## Problem requirements
Rewrite the entries as a numbered list, starting at their first line and ending with the line that contains "left=157, top=89, right=177, bottom=109". Skip blank lines and leave any pictures out.

* Begin Records supplied *

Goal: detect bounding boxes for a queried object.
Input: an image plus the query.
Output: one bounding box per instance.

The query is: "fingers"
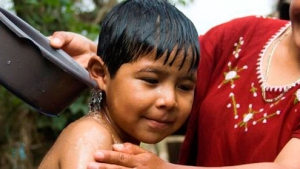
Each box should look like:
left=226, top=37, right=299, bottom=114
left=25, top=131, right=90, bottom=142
left=113, top=143, right=148, bottom=155
left=87, top=162, right=132, bottom=169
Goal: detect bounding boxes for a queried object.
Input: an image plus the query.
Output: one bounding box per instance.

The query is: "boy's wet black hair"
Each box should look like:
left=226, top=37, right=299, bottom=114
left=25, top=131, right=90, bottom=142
left=97, top=0, right=200, bottom=78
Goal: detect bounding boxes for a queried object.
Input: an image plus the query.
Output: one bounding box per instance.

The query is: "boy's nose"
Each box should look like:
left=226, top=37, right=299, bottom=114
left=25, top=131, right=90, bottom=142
left=157, top=89, right=177, bottom=109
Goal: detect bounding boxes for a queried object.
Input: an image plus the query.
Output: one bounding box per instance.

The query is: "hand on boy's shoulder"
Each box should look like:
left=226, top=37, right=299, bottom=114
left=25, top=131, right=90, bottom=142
left=39, top=116, right=113, bottom=169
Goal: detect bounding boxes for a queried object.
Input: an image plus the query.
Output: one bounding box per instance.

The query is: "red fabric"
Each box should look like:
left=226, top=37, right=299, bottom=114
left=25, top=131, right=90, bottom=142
left=180, top=16, right=300, bottom=166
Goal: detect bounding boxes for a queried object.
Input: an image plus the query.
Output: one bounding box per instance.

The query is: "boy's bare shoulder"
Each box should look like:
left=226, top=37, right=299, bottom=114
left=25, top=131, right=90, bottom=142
left=59, top=116, right=113, bottom=149
left=39, top=116, right=113, bottom=169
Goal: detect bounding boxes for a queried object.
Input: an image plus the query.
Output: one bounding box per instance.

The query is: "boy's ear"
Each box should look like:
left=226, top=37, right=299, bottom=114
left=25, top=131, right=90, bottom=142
left=87, top=56, right=108, bottom=90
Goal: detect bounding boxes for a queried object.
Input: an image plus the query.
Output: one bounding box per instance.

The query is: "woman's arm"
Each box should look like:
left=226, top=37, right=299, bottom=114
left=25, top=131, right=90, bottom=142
left=88, top=138, right=300, bottom=169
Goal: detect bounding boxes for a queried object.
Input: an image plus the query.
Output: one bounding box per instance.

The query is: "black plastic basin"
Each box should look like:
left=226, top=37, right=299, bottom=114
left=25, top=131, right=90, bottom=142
left=0, top=8, right=96, bottom=116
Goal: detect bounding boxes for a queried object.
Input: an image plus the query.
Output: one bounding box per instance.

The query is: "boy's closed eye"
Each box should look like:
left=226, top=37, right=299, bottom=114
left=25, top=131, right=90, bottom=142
left=141, top=77, right=159, bottom=84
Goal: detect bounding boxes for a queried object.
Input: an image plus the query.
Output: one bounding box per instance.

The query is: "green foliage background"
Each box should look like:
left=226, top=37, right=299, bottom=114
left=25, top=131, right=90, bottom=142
left=0, top=0, right=191, bottom=169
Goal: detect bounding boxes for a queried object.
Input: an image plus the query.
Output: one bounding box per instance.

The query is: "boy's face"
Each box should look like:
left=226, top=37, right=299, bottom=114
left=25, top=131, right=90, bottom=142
left=104, top=50, right=196, bottom=143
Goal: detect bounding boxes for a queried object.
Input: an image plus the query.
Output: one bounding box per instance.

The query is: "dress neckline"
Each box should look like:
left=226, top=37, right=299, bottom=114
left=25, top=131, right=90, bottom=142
left=257, top=22, right=300, bottom=92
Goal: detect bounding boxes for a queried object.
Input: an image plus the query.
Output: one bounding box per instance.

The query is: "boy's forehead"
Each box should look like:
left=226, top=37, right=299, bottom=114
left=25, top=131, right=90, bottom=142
left=137, top=47, right=193, bottom=67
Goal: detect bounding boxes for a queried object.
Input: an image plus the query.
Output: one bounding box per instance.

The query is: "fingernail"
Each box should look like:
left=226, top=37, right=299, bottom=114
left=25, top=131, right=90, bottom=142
left=88, top=163, right=98, bottom=169
left=96, top=152, right=104, bottom=158
left=51, top=38, right=61, bottom=45
left=113, top=144, right=124, bottom=149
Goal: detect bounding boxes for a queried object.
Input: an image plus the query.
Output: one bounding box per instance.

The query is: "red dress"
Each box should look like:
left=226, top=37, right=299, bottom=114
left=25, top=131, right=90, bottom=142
left=180, top=16, right=300, bottom=166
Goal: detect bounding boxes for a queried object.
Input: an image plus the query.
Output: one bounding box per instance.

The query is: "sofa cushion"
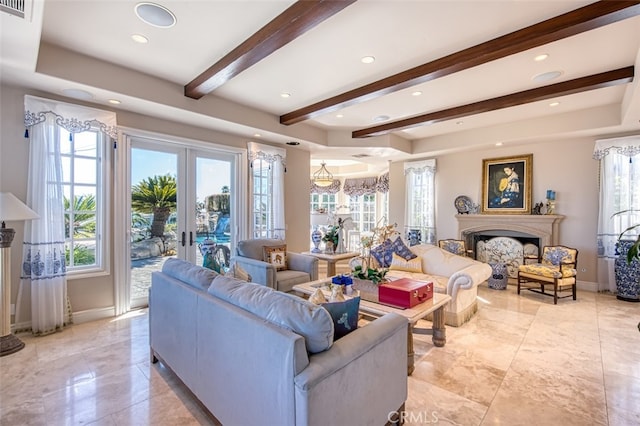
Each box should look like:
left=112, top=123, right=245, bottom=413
left=162, top=257, right=219, bottom=290
left=391, top=237, right=418, bottom=260
left=262, top=244, right=287, bottom=271
left=208, top=275, right=333, bottom=353
left=370, top=239, right=393, bottom=268
left=236, top=238, right=284, bottom=260
left=321, top=297, right=360, bottom=341
left=224, top=262, right=251, bottom=282
left=389, top=253, right=422, bottom=273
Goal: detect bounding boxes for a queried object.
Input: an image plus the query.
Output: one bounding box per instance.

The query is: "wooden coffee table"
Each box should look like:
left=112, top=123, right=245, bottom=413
left=302, top=251, right=360, bottom=277
left=293, top=278, right=451, bottom=375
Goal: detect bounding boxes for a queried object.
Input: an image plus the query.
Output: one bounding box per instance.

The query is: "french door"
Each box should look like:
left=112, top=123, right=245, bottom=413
left=124, top=137, right=240, bottom=309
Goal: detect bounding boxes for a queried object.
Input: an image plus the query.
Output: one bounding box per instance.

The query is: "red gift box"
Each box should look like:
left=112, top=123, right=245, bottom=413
left=378, top=278, right=433, bottom=308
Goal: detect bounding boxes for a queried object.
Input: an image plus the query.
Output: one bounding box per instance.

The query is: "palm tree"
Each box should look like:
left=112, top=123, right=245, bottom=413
left=131, top=174, right=177, bottom=238
left=64, top=195, right=96, bottom=238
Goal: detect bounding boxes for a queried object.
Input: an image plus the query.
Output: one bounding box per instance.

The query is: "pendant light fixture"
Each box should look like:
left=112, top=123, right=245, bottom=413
left=313, top=163, right=333, bottom=186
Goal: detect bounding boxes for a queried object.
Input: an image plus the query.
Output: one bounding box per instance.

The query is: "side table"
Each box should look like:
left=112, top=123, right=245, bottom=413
left=302, top=251, right=360, bottom=277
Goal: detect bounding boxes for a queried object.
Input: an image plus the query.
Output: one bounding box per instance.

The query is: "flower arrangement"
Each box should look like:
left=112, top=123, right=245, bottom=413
left=322, top=225, right=340, bottom=247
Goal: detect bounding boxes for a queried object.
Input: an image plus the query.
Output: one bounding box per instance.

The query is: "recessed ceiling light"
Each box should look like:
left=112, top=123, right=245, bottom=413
left=131, top=34, right=149, bottom=44
left=62, top=89, right=94, bottom=100
left=531, top=71, right=562, bottom=83
left=135, top=3, right=176, bottom=28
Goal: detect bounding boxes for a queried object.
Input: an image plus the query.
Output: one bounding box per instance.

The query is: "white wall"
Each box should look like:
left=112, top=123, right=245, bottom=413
left=390, top=138, right=598, bottom=283
left=0, top=85, right=310, bottom=322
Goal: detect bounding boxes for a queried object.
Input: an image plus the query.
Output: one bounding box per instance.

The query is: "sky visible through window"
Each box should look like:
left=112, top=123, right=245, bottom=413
left=131, top=149, right=231, bottom=201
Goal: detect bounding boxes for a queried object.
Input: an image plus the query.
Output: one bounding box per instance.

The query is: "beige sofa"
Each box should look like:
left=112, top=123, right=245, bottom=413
left=387, top=244, right=491, bottom=327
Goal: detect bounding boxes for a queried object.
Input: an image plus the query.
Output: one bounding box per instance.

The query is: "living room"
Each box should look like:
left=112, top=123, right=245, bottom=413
left=0, top=1, right=640, bottom=424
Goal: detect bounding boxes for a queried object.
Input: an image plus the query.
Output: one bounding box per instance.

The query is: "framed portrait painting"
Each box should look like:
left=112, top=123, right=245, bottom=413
left=482, top=154, right=533, bottom=214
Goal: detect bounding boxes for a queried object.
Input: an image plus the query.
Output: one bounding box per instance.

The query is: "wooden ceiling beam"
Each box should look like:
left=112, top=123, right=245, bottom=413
left=280, top=1, right=640, bottom=125
left=184, top=0, right=356, bottom=99
left=351, top=66, right=634, bottom=138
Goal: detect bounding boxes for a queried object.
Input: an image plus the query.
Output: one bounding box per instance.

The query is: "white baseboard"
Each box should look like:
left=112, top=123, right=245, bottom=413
left=578, top=281, right=598, bottom=293
left=72, top=306, right=116, bottom=324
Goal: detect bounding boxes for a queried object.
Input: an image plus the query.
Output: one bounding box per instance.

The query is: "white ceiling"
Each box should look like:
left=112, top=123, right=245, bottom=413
left=0, top=0, right=640, bottom=173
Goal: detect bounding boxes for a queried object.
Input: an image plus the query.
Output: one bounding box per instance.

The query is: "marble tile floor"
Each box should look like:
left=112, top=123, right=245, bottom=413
left=0, top=284, right=640, bottom=426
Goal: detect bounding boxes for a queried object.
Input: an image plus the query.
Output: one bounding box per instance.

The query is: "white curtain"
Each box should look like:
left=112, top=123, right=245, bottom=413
left=404, top=159, right=436, bottom=244
left=16, top=96, right=117, bottom=335
left=593, top=136, right=640, bottom=292
left=247, top=142, right=287, bottom=240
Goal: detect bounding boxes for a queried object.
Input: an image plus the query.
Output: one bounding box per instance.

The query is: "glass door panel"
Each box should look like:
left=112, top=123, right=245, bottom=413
left=129, top=142, right=181, bottom=308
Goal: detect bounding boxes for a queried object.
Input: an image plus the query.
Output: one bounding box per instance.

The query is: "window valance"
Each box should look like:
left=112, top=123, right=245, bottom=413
left=309, top=179, right=342, bottom=194
left=593, top=135, right=640, bottom=160
left=247, top=142, right=287, bottom=173
left=24, top=95, right=118, bottom=140
left=342, top=176, right=378, bottom=196
left=404, top=159, right=436, bottom=175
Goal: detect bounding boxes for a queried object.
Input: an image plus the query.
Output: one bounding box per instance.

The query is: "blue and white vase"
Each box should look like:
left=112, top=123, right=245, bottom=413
left=311, top=229, right=322, bottom=253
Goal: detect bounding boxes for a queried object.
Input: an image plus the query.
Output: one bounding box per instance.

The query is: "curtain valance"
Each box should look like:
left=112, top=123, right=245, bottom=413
left=247, top=142, right=287, bottom=173
left=24, top=95, right=118, bottom=140
left=404, top=159, right=436, bottom=175
left=593, top=135, right=640, bottom=160
left=342, top=176, right=378, bottom=196
left=309, top=179, right=342, bottom=194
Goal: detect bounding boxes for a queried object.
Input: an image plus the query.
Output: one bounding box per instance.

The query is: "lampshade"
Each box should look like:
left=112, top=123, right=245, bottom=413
left=0, top=192, right=40, bottom=225
left=313, top=163, right=333, bottom=186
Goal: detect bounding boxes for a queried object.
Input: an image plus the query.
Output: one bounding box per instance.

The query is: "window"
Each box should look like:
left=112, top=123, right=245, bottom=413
left=58, top=128, right=106, bottom=272
left=404, top=160, right=436, bottom=244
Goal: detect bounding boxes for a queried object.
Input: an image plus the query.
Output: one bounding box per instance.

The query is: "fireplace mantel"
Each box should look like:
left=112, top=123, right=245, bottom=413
left=456, top=214, right=564, bottom=246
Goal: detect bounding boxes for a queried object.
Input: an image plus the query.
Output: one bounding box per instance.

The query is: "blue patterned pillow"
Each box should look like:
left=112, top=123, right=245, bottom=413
left=391, top=237, right=418, bottom=260
left=370, top=239, right=393, bottom=268
left=322, top=297, right=360, bottom=342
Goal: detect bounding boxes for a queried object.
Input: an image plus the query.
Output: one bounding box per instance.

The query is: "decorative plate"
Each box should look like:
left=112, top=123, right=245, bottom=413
left=454, top=195, right=473, bottom=214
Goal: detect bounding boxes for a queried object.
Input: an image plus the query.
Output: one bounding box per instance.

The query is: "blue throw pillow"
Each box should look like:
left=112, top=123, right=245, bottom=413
left=322, top=297, right=360, bottom=341
left=391, top=237, right=418, bottom=260
left=370, top=239, right=393, bottom=268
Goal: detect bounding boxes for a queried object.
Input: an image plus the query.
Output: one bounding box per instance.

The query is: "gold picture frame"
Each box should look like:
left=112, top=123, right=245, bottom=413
left=481, top=154, right=533, bottom=214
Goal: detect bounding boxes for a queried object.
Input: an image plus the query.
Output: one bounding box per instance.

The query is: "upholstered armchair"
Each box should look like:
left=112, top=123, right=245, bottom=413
left=518, top=246, right=578, bottom=305
left=231, top=238, right=318, bottom=292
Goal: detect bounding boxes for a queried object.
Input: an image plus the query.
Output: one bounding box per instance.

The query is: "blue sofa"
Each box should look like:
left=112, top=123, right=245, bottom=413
left=149, top=259, right=407, bottom=426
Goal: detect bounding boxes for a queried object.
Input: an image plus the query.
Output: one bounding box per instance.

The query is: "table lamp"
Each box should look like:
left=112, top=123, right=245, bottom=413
left=0, top=192, right=39, bottom=357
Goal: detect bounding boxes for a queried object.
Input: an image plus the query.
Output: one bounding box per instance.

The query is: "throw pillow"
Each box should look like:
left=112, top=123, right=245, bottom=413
left=224, top=263, right=251, bottom=283
left=263, top=244, right=287, bottom=270
left=322, top=297, right=360, bottom=342
left=370, top=239, right=393, bottom=268
left=389, top=253, right=422, bottom=273
left=391, top=237, right=418, bottom=260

* End Records supplied *

## Exercise solution
1. Goal: detect bounding boxes for a queried object.
2. Input: an image plus the query.
3. Output: one bounding box per instance.
4. The query is: "fingers"
5. Each box should look like:
6. left=226, top=37, right=299, bottom=114
7. left=25, top=131, right=90, bottom=142
8. left=113, top=143, right=148, bottom=155
9. left=87, top=162, right=132, bottom=169
10. Goal: detect bounding boxes for a queried object.
11. Input: an image plus the query.
12. Output: one bounding box per instance.
13. The query is: "boy's wet black hair"
14. Each box should look like:
15. left=226, top=37, right=299, bottom=114
16. left=25, top=131, right=90, bottom=142
17. left=97, top=0, right=200, bottom=78
18. Goal: detect bounding boxes for a queried object.
19. Input: an image plus the query.
20. Output: one bounding box per instance.
21. The query is: "boy's nose"
22. Each box should look like:
23. left=226, top=37, right=299, bottom=114
24. left=25, top=131, right=90, bottom=142
25. left=157, top=89, right=177, bottom=109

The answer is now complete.